Travail demandé:
A: Reformulez plus brièvement le paragraphe de l'extrait sur la future gare de Namur qui commence par « Les détracteurs ne remettent pas », en conservant ses faits essentiels.
B: Répondez brièvement aux questions suivantes à l'aide de l'extrait sur la future gare de Namur.
(i) Que craint l'asbl Namur 2080 au sujet de la gare ?
(ii) Quelle part des usagers des lignes périurbaines poursuit son trajet TEC avec la SNCB ?
(iii) Combien de pages compte l'étude d'incidences du bureau CSD ?
C: Recopiez l'extrait sur la future gare de Namur depuis « Grande partisane des » jusqu'à « son public cible. ».

Extrait du document:
┄┄┄┄┄┄┄┄┄┄┄┄┄┄┄┄┄┄┄┄

Grande partisane des alternatives à la voiture, la Fédération Inter-Environnement Wallonie (IEW) se montre pourtant très critique à l’égard de la gare qui s’apprête à éclore à quelques centaines de mètres de ses bureaux. « Il faut arrêter de construire des infrastructures lourdes, qui engendrent à leur tour des coûts d’entretien que ni la Région, ni la SNCB ne sont en mesure d’assumer, commente Juliette Walckiers, chargée de mission à IEW sur les questions de mobilité. Les pouvoirs publics vont injecter des moyens considérables pour renforcer une dalle dont la configuration aurait justifié une autre attribution. Mais, faute d’avoir trouvé mieux, on y met des bus. » L’asbl Namur 2080, hyperactive en matière d’urbanisme et d’aménagement du territoire, craint, quant à elle, que la gare se mue finalement en un coûteux « parking de bus », déserté par son public cible.

D’autant que l’argument phare de « l’intermodalité » (complémentarité entres les bus et les trains), censé justifier cette intégration verticale « parfaite », tient davantage du dogme que de la réalité. Malgré la forte proximité des deux gares existantes, seuls 5 % à 10 % des usagers des lignes périurbaines poursuivent leur trajet TEC avec la SNCB, d’après les chiffres disponibles. « La gare des bus actuelle est susceptible de tenir lieu de point modal, indique le bureau CSD dans son étude d’incidences de 275 pages. Dès lors, on ne peut pas conclure que le projet soit une condition nécessaire pour une bonne intermodalité à l’échelle globale de Namur. » La SNCB prône de son côté une ambition maximaliste. « Notre projet est justement de nature à encourager une intermodalité qui n’est pas optimale aujourd’hui », souligne Georges Dupont en parcourant la gare, quelques minutes avant que l’écho d’une voix doucereuse, annonçant un train supprimé « suite à un problème mécanique », vienne ironiquement rappeler la véritable nature du problème.

Les détracteurs ne remettent pas pour autant en cause l’expertise technique d’Eurogare, de la SNCB et du TEC. Ni même la qualité intrinsèque de la future gare, si le regard s’arrête aux aménagements prévus sur les 10 000 m². Les critiques portent sur son implantation verticale et s’étendent, dès lors, à son impact urbanistique. « Pour désengorger le trafic à Namur, les experts ont proposé un mécano de flux, qui ne tient compte ni des spécificités du tissu urbain, ni de la nécessité de maintenir des perspectives ouvertes dans le centre-ville, regrette Luc Maréchal, inspecteur général de la division wallonne de l’Aménagement du territoire et de l’Urbanisme jusque fin 2009. On est dans une logique purement routière, et non dans une logique de ville. Ce n’est pas comme ça que l’on fait de l’urbanisme. »

Un projet des années 1970 ou du XXIe siècle ?

┄┄┄┄┄┄┄┄┄┄┄┄┄┄┄┄┄┄┄┄

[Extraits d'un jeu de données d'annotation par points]
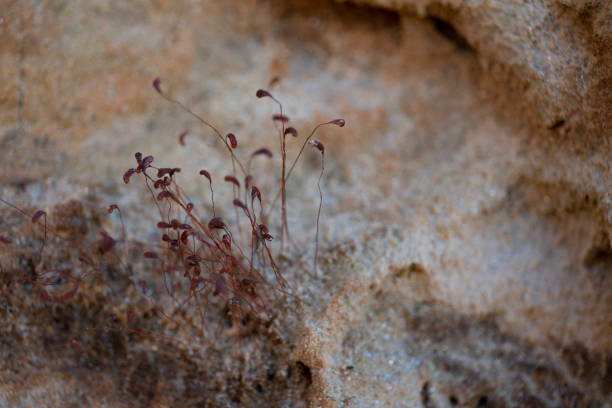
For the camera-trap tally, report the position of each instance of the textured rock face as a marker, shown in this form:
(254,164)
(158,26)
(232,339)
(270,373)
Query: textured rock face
(465,239)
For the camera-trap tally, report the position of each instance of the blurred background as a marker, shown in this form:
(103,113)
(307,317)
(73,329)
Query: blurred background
(465,235)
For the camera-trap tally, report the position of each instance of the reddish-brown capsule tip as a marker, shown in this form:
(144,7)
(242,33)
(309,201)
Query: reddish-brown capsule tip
(206,174)
(164,194)
(127,175)
(240,204)
(264,150)
(291,131)
(318,145)
(280,118)
(146,162)
(262,93)
(37,215)
(157,85)
(232,139)
(182,137)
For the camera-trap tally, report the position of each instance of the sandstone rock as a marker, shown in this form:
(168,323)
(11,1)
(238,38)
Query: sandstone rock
(465,237)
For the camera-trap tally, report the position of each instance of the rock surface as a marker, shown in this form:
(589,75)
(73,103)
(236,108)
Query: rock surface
(465,249)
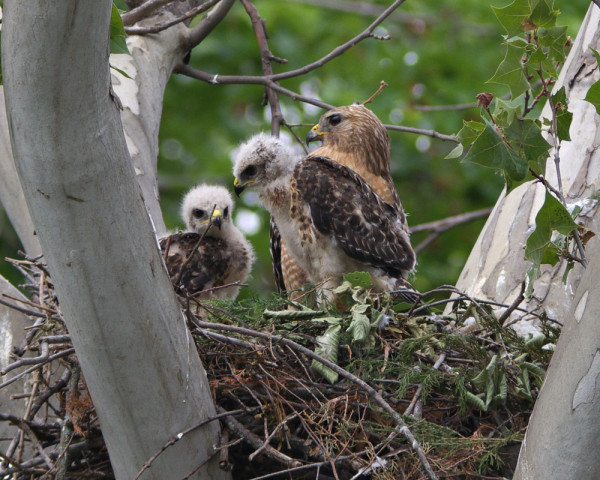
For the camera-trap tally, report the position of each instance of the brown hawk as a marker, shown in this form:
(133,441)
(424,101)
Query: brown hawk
(331,220)
(212,252)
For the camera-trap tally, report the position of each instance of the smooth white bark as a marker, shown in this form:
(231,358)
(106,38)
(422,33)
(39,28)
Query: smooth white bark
(141,366)
(496,266)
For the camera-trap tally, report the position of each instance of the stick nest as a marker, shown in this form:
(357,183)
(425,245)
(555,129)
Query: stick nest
(379,390)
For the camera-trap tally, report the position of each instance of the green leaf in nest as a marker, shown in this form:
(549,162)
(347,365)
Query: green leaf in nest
(117,33)
(593,95)
(490,150)
(514,17)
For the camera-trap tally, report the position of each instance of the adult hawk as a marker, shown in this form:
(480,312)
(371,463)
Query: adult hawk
(212,252)
(330,219)
(352,136)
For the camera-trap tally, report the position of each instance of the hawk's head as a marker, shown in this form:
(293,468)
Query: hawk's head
(353,130)
(207,205)
(261,161)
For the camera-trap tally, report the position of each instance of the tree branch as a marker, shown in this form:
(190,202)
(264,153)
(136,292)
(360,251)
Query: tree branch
(207,24)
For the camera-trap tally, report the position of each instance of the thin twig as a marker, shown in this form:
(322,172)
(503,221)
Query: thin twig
(237,427)
(159,27)
(188,259)
(258,25)
(143,11)
(207,24)
(175,438)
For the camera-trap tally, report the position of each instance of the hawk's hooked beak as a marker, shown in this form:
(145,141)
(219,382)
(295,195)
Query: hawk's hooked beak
(217,218)
(314,134)
(239,187)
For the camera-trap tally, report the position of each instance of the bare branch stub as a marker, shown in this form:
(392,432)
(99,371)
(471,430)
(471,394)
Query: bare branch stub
(258,25)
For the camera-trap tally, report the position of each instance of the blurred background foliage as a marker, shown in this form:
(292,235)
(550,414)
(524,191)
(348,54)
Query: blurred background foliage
(440,53)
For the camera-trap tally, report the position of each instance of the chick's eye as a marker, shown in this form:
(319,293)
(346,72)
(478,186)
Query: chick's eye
(335,119)
(249,171)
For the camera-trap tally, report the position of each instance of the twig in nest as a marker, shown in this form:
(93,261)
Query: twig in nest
(376,396)
(382,85)
(180,435)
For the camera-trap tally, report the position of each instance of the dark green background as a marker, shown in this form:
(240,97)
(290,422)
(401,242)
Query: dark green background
(458,46)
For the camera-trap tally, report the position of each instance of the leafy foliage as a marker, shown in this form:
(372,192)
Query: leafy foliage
(540,248)
(117,32)
(510,139)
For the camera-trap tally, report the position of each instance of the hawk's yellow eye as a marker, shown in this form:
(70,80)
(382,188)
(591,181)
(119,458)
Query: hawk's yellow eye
(335,119)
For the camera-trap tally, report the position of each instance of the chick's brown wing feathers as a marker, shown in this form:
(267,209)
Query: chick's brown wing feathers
(208,267)
(343,206)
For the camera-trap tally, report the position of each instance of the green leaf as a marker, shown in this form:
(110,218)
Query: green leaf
(526,136)
(475,401)
(553,216)
(563,116)
(543,14)
(502,389)
(328,344)
(505,110)
(553,40)
(359,279)
(490,150)
(593,95)
(511,71)
(117,33)
(537,342)
(513,16)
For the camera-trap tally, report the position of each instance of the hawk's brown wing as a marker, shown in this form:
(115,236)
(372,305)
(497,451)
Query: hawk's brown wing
(343,206)
(208,267)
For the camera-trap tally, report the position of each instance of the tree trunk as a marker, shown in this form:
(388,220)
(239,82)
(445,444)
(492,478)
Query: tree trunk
(140,364)
(564,427)
(12,332)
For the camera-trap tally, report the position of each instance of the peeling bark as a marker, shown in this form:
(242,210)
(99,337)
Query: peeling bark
(138,359)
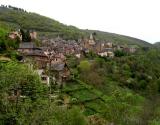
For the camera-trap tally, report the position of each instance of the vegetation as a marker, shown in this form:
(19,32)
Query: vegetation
(16,18)
(123,90)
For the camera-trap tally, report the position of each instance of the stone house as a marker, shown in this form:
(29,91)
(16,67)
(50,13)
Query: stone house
(61,72)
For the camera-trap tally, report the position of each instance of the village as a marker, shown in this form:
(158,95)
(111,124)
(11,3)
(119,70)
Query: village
(51,55)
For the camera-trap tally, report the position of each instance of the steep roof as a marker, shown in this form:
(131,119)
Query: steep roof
(27,45)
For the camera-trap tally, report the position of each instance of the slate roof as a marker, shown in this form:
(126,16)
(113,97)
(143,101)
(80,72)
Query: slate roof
(27,45)
(59,67)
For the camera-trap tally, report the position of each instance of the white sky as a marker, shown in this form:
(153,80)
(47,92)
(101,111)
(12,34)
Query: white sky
(136,18)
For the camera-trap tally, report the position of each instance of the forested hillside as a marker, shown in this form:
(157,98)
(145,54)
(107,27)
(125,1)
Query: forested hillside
(123,90)
(48,27)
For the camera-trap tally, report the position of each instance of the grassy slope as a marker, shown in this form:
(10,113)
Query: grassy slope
(157,44)
(50,27)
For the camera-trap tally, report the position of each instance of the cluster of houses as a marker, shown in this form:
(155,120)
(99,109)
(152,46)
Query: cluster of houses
(51,55)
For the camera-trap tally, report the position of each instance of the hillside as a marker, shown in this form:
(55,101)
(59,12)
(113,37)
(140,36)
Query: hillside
(51,28)
(157,44)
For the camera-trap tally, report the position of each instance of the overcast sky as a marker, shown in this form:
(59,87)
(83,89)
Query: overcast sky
(136,18)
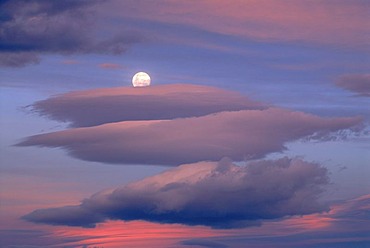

┄┄┄┄┄┄┄┄┄┄┄┄┄┄┄┄┄┄┄┄

Réponses attendues:
A: Les détracteurs ne contestent ni l'expertise technique d'Eurogare, de la SNCB et du TEC, ni la qualité des aménagements prévus sur les 10 000 m². Ils critiquent l'implantation verticale de la gare et son impact urbanistique. Luc Maréchal a été inspecteur général de la division wallonne de l'Aménagement du territoire et de l'Urbanisme jusque fin 2009. Il déplore un « mécano de flux » qui ignore les spécificités du tissu urbain et la nécessité de garder des perspectives ouvertes dans le centre-ville. Selon lui, ce projet relève d'une logique routière et non d'une logique de ville.

B:
(i) Elle craint que la gare se mue en un coûteux « parking de bus », déserté par son public cible.
(ii) Seuls 5 % à 10 % de ces usagers, d'après les chiffres disponibles.
(iii) Elle compte 275 pages.

C:
Grande partisane des alternatives à la voiture, la Fédération Inter-Environnement Wallonie (IEW) se montre pourtant très critique à l’égard de la gare qui s’apprête à éclore à quelques centaines de mètres de ses bureaux. « Il faut arrêter de construire des infrastructures lourdes, qui engendrent à leur tour des coûts d’entretien que ni la Région, ni la SNCB ne sont en mesure d’assumer, commente Juliette Walckiers, chargée de mission à IEW sur les questions de mobilité. Les pouvoirs publics vont injecter des moyens considérables pour renforcer une dalle dont la configuration aurait justifié une autre attribution. Mais, faute d’avoir trouvé mieux, on y met des bus. » L’asbl Namur 2080, hyperactive en matière d’urbanisme et d’aménagement du territoire, craint, quant à elle, que la gare se mue finalement en un coûteux « parking de bus », déserté par son public cible.